I was born in Ttimba Village, in the Diocese of Kasana-Luwero, to a Catholic mother and an Anglican father. I am the firstborn in a family of five children. Growing up in a household of mixed Christian traditions, I was exposed to both Catholic and Anglican practices. Over time, however, it was the Catholic faith that began to resonate more deeply with me, even as I remained under the influence of both traditions.

In 2008, I made a life-changing decision—I converted to Catholicism. I was baptized and received the Sacrament of Confirmation at Lwaggulwe Parish in the Diocese of Masaka. That moment marked a major turning point in my spiritual journey.

My earliest inspiration to serve God came through an Anglican pastor. Her passionate and powerful sermons stirred something in me, and as a child, I often thought,

When I grow up, I want to be like her—to stand before people and share the Word of God.

Later, I was enrolled in a nearby Catholic school. One day, the school chaplain, Fr. Polycarp Ssebbowa from Natyole Parish, visited us. He was lively, joyful, and deeply engaging with children. He wore a yellowish cassock that left a lasting impression on me. That day, a new dream took root in my heart—I wanted to wear a cassock like his, to become a priest, a missionary, and to share God’s love with the same radiance.

When I shared my dream with my parents, they did not receive it well—especially my father, who reminded me that priests do not marry. He dismissed my aspiration, and from that moment, I kept the calling quietly tucked away in my heart.

Though I was forbidden to attend Catholic Mass—even though the church was just a few steps away—I continued nurturing my desire. My mother went to the Catholic Church on Sundays, while the rest of us attended Anglican services. Eventually, I drifted away from church altogether and began spending Sundays playing football with friends. I tried to bury the call I felt within, believing it was impossible to pursue priesthood as a non-Catholic.

During my Senior One year, financial hardships forced me to drop out of school. I stayed home for nearly a year. It was during this period that God sent a beacon of hope—a Catholic sister, moved by our family’s situation, pledged to support my education through Senior Six. She owned two secondary schools rooted deeply in Catholic spirituality. We prayed together, joined charismatic prayer sessions, and listened to student preachers. These moments rekindled my faith and gave me a new sense of belonging.

It was in that environment that I decided, once and for all, to become Catholic. I no longer feared my father’s reaction. After learning about the Eucharist and its profound spiritual meaning, I yearned to receive it. I understood that receiving the Eucharist was receiving Jesus Himself—entering into perfect communion with Him.

I joined catechism classes, and after much prayer—especially through the Rosary and a novena to St. Jude Thaddeus—the parish priest agreed to baptize me, despite earlier concerns about my age and the absence of parental consent. Receiving the Eucharist and the Sacrament of Confirmation were moments of immense grace in my life.

From then on, I attended Mass regularly. Once a month, I would walk nearly 30 kilometers to attend Eucharistic Adoration during the Sacred Heart Movement’s gatherings. My love for God deepened, and with it, my desire to become a priest was reignited. Though I initially kept my conversion a secret from my father, he eventually found out. It caused a painful rift, and when I told him I wanted to join the seminary, it felt to him like the worst possible news. Still, I remained undeterred. I prayed every day for the conversion of his heart and entrusted my journey to God.

**WORK REQUIRED:**
Answer these questions from the account of the conversion above, one per line:
1. In what year did the writer convert to Catholicism?
2. What was the name of the school chaplain who visited the Catholic school?
3. About how far did the writer walk once a month to attend Eucharistic Adoration?

**DATASET CONTENT:**

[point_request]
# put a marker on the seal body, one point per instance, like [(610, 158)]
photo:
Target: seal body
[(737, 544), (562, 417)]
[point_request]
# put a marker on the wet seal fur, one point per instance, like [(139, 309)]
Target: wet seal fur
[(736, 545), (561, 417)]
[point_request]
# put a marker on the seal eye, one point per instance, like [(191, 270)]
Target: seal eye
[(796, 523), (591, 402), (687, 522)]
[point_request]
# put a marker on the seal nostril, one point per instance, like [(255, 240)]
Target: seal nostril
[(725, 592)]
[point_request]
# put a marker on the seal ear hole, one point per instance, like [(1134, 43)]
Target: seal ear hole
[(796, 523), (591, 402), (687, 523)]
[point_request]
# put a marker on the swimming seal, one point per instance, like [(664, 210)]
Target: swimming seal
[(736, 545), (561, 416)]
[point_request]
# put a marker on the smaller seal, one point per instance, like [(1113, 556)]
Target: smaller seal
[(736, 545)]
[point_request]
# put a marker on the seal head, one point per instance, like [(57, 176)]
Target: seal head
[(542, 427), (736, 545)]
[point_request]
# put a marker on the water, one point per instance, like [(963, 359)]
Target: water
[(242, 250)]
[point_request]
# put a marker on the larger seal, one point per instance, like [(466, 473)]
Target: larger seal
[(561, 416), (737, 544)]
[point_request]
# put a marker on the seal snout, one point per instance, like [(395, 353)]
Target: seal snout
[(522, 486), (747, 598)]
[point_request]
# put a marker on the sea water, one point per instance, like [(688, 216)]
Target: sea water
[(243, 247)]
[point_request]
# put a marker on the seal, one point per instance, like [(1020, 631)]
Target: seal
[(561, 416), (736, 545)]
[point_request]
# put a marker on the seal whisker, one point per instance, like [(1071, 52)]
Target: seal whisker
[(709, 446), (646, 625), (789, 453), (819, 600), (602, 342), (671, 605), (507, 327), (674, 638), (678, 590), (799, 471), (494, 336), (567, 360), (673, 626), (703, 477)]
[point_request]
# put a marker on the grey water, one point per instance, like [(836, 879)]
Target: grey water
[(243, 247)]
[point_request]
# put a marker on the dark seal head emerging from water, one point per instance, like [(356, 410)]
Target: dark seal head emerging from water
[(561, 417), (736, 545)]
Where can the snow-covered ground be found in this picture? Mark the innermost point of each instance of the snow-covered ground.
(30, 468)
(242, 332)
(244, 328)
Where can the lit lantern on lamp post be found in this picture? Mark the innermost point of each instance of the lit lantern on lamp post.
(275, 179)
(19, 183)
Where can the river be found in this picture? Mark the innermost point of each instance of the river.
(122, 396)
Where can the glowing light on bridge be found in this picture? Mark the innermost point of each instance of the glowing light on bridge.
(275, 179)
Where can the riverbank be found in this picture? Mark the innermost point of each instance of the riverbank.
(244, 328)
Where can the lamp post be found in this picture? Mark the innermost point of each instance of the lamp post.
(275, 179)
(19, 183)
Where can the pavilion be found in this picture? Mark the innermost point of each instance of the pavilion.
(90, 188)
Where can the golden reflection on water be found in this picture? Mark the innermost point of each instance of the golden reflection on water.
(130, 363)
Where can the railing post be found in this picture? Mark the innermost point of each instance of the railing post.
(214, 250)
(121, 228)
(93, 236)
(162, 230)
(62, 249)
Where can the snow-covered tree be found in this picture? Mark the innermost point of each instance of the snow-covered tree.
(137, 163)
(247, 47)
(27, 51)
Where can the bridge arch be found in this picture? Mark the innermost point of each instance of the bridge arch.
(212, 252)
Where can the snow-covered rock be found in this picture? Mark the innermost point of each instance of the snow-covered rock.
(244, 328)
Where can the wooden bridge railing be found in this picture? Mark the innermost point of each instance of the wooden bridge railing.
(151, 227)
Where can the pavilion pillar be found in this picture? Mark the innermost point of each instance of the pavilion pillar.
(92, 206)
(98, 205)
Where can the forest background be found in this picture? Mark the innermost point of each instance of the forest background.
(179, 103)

==

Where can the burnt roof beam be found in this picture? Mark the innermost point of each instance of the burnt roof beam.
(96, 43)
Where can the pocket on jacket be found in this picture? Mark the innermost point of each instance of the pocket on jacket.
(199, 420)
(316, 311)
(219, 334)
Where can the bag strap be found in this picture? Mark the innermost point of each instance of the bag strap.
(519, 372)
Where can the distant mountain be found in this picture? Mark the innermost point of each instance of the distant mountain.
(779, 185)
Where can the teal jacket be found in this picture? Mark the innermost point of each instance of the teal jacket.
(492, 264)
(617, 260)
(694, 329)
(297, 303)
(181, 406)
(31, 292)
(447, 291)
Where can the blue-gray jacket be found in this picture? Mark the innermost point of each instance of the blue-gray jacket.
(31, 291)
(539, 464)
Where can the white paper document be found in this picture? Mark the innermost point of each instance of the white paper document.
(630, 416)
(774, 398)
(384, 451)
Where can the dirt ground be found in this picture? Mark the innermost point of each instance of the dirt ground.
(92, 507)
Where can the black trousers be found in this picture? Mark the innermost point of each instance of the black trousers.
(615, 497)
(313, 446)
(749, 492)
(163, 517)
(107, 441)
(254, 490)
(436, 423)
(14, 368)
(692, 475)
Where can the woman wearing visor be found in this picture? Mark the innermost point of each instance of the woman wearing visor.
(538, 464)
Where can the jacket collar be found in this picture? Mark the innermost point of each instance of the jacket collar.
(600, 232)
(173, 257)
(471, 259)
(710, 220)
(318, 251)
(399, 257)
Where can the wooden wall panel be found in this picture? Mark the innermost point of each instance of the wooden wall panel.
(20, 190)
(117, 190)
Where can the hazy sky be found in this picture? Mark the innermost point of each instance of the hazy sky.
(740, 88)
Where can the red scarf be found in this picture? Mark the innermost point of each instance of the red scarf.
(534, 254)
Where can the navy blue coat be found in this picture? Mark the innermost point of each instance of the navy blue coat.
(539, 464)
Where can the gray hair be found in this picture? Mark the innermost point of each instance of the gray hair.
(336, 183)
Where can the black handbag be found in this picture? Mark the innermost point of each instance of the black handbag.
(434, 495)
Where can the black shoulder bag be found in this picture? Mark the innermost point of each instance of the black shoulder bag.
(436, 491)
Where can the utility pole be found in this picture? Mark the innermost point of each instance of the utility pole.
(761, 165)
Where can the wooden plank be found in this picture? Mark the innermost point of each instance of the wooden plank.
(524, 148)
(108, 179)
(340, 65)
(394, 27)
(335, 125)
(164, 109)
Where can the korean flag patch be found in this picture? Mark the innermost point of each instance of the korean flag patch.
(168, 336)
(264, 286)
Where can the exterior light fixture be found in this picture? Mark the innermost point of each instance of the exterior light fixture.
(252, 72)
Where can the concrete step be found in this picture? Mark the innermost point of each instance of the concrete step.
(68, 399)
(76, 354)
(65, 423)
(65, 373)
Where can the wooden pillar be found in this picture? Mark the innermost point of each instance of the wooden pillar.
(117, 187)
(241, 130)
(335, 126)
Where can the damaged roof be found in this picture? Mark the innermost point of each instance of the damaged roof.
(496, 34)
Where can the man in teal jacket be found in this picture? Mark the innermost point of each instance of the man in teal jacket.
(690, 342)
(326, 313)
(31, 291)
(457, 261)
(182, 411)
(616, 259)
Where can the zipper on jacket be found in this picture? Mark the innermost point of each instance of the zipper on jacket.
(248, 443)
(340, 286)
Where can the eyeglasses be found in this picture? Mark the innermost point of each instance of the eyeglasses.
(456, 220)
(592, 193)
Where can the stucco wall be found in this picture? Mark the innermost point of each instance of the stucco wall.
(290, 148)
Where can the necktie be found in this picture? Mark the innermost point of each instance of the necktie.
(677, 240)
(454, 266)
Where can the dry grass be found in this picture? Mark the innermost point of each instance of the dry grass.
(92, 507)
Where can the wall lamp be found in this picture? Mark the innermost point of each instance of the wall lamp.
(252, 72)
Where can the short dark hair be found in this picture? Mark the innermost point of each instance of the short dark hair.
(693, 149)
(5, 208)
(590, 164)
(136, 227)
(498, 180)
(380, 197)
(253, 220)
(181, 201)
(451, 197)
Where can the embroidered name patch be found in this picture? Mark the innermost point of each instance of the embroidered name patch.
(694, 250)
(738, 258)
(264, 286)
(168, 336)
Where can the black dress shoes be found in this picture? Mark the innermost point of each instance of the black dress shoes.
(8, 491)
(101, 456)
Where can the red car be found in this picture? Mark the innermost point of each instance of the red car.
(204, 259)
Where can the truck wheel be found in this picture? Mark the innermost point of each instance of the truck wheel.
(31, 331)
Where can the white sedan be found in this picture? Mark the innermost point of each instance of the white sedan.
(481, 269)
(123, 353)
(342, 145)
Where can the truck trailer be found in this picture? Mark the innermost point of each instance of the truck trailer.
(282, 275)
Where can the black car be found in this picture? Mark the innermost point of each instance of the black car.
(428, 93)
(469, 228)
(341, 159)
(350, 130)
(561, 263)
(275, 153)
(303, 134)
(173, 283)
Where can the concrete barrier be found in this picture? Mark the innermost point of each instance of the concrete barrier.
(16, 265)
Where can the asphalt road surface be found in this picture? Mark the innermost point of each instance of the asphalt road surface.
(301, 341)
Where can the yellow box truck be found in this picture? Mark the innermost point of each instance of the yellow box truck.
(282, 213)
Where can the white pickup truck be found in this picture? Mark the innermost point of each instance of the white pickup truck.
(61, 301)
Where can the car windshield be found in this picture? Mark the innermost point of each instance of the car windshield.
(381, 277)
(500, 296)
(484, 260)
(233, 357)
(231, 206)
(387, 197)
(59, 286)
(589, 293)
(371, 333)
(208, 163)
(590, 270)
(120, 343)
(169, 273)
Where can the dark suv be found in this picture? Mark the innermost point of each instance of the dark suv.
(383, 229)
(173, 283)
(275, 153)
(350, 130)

**WRITTEN RESPONSE:**
1. 2008
2. Fr. Polycarp Ssebbowa, from Natyole Parish
3. Nearly 30 kilometers